WRITTEN TASK
Each line from the one that contains "Where can the thorn" to the end of the material must be set down exactly, and no line before it.

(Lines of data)
◆ ◆ ◆ ◆ ◆

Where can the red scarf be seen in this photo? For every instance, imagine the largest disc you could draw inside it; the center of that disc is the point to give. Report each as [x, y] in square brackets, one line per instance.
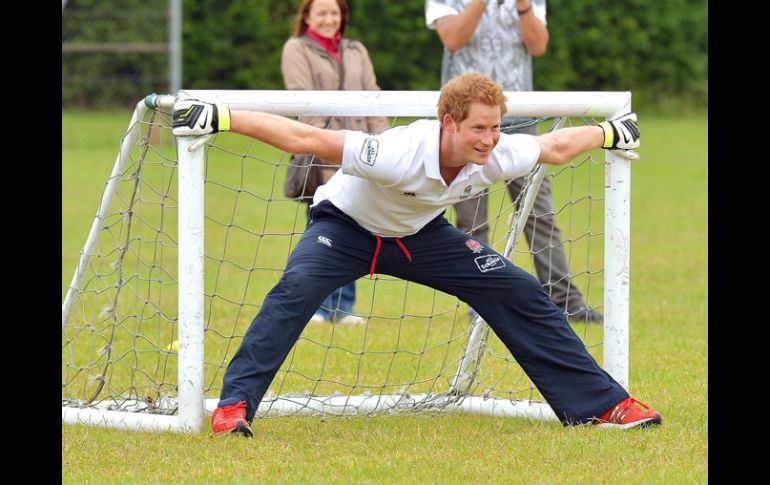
[331, 45]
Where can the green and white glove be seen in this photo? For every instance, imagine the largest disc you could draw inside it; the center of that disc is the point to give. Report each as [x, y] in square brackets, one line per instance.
[622, 135]
[197, 118]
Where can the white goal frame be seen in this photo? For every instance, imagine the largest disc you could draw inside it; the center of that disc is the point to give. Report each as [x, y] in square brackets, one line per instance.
[193, 405]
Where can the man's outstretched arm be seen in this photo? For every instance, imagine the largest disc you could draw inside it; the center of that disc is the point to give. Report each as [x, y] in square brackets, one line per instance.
[561, 146]
[197, 118]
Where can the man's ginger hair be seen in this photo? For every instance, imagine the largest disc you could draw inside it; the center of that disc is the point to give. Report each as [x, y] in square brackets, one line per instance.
[458, 94]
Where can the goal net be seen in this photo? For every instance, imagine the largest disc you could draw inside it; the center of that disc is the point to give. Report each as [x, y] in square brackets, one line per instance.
[185, 245]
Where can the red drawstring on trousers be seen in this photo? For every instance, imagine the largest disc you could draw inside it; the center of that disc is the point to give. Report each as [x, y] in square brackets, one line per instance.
[374, 258]
[403, 248]
[377, 253]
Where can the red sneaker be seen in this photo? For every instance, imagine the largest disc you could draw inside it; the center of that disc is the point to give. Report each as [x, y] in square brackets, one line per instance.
[625, 415]
[231, 419]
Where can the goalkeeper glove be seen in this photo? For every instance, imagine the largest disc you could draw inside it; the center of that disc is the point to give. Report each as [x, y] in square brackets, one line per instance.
[622, 135]
[197, 118]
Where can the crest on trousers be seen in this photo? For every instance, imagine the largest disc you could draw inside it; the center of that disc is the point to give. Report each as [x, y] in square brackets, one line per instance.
[474, 245]
[489, 262]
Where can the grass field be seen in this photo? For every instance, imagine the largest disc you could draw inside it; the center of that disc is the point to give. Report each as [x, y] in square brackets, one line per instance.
[668, 367]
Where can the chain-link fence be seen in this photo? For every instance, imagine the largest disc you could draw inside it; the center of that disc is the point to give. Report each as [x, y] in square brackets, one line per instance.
[116, 51]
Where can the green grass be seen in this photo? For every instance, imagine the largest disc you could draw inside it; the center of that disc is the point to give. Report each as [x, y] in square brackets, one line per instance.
[668, 366]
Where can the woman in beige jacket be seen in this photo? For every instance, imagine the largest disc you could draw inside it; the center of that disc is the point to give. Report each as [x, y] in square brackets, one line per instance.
[317, 57]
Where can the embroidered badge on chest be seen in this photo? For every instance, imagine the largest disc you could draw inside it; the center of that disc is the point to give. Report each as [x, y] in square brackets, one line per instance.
[474, 245]
[489, 262]
[369, 151]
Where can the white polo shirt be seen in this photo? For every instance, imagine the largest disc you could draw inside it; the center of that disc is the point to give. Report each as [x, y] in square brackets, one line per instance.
[390, 183]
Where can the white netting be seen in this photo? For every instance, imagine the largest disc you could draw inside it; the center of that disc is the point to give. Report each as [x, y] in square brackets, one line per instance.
[118, 341]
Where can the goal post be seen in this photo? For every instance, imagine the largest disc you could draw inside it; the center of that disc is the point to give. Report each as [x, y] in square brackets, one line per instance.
[151, 300]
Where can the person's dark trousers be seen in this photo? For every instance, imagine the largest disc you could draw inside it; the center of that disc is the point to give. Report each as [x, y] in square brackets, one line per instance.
[340, 302]
[335, 250]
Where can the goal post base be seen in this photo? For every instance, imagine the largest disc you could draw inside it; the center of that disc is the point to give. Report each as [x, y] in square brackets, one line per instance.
[126, 420]
[397, 404]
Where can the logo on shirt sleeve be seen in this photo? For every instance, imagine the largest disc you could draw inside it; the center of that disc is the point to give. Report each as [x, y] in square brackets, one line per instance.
[369, 151]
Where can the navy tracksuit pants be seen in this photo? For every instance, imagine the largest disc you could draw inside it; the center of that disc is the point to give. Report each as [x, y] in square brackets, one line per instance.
[335, 250]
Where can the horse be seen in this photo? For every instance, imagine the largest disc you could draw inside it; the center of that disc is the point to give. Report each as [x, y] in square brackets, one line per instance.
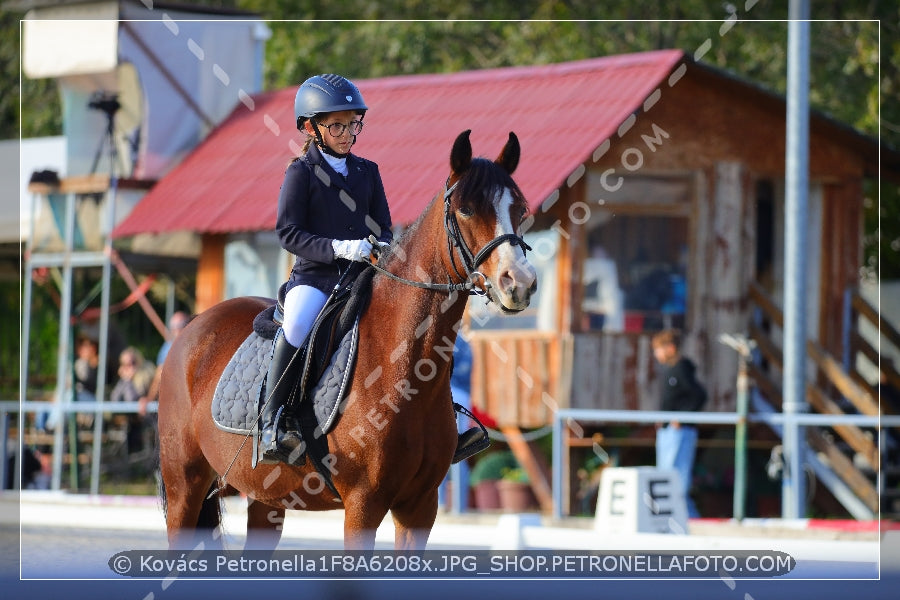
[394, 440]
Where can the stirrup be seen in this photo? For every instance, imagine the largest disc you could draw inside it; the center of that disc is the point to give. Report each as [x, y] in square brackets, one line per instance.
[470, 443]
[286, 445]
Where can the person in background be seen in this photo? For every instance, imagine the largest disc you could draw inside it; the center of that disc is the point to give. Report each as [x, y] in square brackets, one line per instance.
[135, 377]
[676, 443]
[177, 322]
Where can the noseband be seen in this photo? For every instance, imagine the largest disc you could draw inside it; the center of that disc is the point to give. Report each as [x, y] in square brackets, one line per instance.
[470, 261]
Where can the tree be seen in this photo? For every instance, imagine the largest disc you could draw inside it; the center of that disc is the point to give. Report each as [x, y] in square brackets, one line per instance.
[373, 39]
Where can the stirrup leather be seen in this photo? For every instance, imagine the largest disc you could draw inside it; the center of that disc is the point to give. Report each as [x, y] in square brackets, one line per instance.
[471, 442]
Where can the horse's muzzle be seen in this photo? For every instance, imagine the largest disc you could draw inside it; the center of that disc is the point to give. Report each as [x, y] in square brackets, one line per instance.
[515, 286]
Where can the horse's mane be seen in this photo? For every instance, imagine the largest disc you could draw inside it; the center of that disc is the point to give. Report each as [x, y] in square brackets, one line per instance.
[477, 185]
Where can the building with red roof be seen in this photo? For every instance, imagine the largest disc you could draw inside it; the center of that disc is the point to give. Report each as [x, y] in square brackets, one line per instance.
[656, 186]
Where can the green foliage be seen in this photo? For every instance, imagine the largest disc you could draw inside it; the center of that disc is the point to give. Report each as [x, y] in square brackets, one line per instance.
[517, 475]
[491, 467]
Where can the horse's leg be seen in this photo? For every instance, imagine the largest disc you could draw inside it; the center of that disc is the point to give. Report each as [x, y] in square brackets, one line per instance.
[362, 516]
[187, 477]
[413, 521]
[264, 526]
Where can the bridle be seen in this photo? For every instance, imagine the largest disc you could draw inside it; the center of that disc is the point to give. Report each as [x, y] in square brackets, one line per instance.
[470, 261]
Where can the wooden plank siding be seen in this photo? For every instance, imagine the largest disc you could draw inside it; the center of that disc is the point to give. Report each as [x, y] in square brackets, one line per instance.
[516, 376]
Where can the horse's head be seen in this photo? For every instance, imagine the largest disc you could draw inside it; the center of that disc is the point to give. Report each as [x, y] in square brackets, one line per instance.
[483, 210]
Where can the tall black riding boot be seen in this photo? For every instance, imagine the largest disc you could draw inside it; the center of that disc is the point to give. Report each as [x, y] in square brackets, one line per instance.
[280, 440]
[470, 443]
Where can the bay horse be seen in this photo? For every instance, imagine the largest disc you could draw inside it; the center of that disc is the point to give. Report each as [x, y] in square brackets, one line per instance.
[394, 441]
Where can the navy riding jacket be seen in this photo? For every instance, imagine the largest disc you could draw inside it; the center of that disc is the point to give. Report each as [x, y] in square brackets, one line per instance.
[317, 205]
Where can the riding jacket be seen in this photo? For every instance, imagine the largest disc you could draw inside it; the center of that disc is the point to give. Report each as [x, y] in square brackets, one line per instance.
[317, 205]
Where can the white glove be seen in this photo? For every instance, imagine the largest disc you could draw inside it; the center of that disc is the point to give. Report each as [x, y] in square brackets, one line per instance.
[358, 250]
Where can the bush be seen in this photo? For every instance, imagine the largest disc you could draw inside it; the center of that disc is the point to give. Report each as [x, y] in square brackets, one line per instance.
[492, 466]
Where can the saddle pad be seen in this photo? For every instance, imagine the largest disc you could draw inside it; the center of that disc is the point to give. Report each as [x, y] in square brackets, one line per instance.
[236, 400]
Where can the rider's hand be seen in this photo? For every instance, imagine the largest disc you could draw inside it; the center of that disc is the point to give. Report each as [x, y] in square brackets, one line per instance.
[358, 250]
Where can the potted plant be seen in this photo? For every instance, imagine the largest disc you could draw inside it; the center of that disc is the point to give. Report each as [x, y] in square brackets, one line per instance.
[515, 490]
[485, 475]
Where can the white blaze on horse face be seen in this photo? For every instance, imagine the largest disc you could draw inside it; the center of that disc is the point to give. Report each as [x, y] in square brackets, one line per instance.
[516, 277]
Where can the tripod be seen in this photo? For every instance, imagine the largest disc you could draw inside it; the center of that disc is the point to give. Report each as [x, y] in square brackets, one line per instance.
[108, 104]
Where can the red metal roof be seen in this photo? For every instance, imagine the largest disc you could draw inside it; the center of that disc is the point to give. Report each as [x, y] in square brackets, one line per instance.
[560, 112]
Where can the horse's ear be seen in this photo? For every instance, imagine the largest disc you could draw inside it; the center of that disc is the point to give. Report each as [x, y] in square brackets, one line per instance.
[461, 155]
[509, 156]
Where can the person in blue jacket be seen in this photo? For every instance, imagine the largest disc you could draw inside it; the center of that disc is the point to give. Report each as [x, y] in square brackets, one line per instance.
[330, 202]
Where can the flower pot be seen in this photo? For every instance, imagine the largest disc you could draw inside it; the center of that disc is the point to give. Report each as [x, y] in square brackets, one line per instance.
[516, 496]
[486, 495]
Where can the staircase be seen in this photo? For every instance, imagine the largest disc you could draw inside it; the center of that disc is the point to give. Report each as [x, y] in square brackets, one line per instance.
[859, 466]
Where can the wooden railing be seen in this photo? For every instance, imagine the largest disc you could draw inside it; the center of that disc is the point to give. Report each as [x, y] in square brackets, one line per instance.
[834, 376]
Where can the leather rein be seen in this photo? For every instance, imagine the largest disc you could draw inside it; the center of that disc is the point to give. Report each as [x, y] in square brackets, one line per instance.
[470, 261]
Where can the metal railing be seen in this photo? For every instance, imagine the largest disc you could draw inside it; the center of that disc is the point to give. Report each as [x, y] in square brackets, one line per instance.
[58, 409]
[564, 416]
[561, 418]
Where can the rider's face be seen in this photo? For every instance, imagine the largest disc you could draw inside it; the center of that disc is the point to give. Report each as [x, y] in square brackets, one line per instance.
[340, 143]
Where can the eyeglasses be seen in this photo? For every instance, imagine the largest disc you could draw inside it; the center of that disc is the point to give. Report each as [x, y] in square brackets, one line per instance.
[337, 129]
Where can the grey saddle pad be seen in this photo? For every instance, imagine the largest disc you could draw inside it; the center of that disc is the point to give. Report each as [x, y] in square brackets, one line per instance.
[235, 401]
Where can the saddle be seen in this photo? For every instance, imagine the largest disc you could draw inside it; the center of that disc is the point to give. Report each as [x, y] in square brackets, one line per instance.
[328, 358]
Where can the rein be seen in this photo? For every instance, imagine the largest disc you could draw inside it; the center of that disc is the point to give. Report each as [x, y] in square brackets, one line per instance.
[470, 261]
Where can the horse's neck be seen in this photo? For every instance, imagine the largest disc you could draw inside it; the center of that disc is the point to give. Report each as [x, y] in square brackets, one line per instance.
[422, 256]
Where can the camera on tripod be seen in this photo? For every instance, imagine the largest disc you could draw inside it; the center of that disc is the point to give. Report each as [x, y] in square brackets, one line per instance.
[105, 101]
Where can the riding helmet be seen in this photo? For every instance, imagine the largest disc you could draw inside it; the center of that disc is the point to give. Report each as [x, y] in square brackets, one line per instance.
[324, 94]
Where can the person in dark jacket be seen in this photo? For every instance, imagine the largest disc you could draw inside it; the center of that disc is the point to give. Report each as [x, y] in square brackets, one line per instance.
[330, 202]
[676, 443]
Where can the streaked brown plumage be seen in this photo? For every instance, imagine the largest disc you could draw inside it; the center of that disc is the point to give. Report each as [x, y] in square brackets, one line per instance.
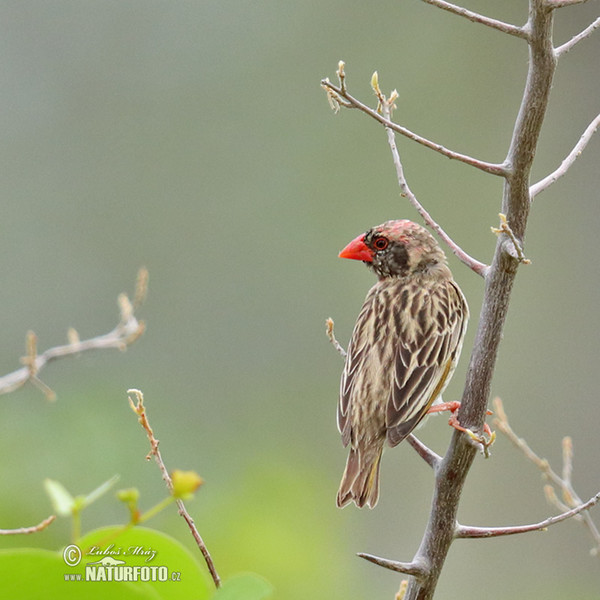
[403, 351]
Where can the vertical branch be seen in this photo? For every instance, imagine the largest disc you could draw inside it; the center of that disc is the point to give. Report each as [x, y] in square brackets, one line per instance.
[453, 470]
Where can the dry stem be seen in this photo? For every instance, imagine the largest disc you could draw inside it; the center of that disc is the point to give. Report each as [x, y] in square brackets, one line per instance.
[27, 530]
[140, 410]
[128, 330]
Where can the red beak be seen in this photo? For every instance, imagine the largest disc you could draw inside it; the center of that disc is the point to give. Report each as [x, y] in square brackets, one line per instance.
[357, 250]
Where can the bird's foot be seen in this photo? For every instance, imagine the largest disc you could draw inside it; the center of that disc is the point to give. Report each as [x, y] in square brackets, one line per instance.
[484, 440]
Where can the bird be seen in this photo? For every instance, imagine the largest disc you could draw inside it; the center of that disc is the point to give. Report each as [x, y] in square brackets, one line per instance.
[403, 351]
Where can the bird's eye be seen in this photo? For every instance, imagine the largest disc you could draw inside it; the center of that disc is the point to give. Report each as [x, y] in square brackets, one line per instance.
[380, 243]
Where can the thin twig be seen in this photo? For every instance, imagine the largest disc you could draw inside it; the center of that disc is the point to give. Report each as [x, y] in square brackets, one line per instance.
[463, 531]
[123, 335]
[350, 102]
[569, 495]
[475, 265]
[140, 410]
[516, 244]
[331, 335]
[566, 164]
[27, 530]
[563, 3]
[520, 32]
[415, 569]
[564, 48]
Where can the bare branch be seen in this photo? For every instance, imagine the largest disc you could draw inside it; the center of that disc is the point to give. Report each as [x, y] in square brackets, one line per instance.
[463, 531]
[413, 568]
[27, 530]
[140, 410]
[473, 264]
[571, 498]
[428, 455]
[564, 48]
[345, 99]
[516, 245]
[520, 32]
[563, 3]
[567, 163]
[123, 335]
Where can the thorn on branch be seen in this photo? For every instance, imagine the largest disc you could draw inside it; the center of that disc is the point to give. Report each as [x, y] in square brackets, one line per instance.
[402, 591]
[427, 454]
[28, 530]
[505, 229]
[567, 163]
[415, 569]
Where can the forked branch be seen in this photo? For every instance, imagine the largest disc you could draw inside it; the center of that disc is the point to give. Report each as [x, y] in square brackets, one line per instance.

◆ ◆ ◆ ◆ ◆

EXERCISE SOLUTION
Where can the thorn on branch be seen in this photo? For every instance, imagine the largest disc you could draw inside it; the center of that disc is the point to give. Report each as [x, y] in square brackets, one line per instance.
[402, 591]
[427, 454]
[28, 530]
[505, 229]
[567, 163]
[415, 569]
Where can the forked branch be seen in this photo? For every instance, imagine the largest disc you could draw inside it; the center of that disc is the point to give. Report each as [x, y] in square brackets, one line per instance.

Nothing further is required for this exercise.